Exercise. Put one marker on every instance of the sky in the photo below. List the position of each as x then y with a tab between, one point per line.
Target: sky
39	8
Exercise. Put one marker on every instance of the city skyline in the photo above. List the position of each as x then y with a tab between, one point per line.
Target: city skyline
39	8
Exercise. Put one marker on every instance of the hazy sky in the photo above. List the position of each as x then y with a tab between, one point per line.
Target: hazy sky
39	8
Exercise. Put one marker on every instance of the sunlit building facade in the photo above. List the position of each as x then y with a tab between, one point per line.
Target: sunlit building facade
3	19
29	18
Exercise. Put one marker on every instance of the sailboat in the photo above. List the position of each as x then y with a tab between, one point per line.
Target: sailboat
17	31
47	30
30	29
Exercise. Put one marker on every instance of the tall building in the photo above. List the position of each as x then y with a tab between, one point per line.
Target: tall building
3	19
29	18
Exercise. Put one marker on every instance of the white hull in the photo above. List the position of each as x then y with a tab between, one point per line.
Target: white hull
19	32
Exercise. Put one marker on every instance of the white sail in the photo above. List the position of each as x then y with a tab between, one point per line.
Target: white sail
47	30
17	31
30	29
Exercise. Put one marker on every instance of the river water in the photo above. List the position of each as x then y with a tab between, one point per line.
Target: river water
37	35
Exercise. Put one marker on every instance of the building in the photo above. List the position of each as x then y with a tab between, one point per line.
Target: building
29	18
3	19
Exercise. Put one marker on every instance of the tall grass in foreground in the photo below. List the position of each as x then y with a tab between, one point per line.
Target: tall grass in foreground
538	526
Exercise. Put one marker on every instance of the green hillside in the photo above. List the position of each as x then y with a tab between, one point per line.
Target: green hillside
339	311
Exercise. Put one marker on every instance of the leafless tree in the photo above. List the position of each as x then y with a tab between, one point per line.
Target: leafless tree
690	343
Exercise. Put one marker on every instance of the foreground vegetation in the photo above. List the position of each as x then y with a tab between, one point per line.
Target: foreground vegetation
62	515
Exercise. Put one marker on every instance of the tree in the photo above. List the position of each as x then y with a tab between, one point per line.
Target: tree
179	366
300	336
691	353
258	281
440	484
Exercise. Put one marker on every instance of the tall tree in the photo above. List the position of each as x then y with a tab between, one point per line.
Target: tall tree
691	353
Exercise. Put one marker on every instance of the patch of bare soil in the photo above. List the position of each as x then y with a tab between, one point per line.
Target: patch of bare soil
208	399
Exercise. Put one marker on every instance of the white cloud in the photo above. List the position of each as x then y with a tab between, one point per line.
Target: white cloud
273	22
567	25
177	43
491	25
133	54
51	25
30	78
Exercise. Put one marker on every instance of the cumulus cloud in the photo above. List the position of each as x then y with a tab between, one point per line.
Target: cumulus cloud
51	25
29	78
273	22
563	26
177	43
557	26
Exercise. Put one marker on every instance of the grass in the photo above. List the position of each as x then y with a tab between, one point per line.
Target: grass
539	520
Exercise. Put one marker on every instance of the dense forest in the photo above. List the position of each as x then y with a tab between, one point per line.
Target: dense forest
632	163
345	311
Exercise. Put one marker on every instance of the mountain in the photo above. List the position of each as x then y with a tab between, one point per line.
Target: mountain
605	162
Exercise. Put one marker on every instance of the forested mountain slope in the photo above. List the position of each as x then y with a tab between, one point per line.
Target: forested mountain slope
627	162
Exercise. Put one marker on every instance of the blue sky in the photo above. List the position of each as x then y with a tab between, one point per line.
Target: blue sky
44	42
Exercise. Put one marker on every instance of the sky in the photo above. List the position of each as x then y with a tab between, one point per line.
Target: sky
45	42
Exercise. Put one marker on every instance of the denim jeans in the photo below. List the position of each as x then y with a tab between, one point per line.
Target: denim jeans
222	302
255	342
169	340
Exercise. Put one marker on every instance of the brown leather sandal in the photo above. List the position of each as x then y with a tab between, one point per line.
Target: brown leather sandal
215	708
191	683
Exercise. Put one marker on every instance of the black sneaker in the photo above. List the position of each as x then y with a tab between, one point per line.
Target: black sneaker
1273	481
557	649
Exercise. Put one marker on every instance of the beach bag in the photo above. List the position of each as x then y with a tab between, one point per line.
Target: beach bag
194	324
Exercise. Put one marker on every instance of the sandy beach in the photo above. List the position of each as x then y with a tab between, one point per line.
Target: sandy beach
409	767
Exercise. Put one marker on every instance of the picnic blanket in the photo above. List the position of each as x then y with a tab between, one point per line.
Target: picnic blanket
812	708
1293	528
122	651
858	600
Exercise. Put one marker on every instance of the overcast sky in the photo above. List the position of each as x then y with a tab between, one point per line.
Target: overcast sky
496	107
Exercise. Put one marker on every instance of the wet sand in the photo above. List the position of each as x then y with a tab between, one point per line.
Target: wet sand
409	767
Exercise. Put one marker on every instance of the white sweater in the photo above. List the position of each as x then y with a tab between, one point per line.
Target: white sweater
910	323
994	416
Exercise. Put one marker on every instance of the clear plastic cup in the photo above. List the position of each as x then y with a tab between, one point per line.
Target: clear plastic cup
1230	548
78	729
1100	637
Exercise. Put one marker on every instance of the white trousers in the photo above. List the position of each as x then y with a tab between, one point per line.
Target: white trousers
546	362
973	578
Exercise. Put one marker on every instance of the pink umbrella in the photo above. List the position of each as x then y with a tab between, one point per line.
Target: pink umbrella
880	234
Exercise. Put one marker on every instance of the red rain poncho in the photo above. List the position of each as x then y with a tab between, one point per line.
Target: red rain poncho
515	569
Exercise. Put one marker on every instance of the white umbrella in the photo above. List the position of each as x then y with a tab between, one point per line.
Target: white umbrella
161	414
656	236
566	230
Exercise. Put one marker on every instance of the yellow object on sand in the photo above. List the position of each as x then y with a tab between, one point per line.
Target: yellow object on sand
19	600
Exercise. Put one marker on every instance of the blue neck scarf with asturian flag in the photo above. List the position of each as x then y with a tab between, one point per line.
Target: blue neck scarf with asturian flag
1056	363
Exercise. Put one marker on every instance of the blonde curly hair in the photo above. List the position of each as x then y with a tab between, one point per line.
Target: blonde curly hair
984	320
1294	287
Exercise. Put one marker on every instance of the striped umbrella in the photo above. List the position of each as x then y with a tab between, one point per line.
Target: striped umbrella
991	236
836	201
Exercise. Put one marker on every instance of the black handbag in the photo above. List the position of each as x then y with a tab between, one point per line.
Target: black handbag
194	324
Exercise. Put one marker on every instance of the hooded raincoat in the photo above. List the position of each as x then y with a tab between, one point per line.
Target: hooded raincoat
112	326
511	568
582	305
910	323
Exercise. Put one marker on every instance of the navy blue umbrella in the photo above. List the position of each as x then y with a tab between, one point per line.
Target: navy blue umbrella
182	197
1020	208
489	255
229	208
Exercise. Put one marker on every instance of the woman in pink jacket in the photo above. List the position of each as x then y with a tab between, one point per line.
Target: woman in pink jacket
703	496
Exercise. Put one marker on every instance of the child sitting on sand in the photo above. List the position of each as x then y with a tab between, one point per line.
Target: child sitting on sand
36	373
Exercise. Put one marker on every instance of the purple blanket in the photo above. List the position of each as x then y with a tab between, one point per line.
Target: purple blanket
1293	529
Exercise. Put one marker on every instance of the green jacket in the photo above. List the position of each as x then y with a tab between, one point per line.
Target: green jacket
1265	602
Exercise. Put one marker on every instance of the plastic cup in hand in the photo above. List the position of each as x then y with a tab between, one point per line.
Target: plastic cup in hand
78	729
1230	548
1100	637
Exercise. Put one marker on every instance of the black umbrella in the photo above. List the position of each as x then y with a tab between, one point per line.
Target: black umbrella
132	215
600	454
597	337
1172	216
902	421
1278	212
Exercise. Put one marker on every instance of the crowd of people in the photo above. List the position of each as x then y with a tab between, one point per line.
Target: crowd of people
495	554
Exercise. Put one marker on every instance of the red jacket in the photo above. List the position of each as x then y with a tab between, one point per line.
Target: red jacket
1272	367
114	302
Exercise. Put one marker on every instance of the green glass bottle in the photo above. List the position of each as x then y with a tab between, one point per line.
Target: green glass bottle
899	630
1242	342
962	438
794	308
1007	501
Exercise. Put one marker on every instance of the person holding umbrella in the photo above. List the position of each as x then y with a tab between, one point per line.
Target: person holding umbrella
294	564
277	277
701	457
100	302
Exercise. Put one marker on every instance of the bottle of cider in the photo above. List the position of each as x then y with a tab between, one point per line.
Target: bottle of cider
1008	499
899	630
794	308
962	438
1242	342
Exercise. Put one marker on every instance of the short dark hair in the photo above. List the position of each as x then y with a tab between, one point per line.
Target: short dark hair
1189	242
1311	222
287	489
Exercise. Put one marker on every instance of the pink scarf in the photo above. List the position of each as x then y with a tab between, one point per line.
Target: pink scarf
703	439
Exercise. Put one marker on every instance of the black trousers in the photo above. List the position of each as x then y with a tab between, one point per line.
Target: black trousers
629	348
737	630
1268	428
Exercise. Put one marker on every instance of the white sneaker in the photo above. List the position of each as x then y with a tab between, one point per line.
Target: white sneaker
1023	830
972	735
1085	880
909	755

-- -- --

- Work item: Select and copy each line from the data that includes the word "below".

- Answer for this exercise:
Exercise. Put one marker on every instance of the sky in the photo below. List the position of each as x then y with a tab between, one point per line.
Exercise. Put one marker on every instance of the tall grass in foreground in the photo below. List the position of each as x then y with a tab between, one point per line.
Exercise. Put one marker on every instance of the denim jeans in the photo below. List the position of each as x then y with a tab between, one point per line.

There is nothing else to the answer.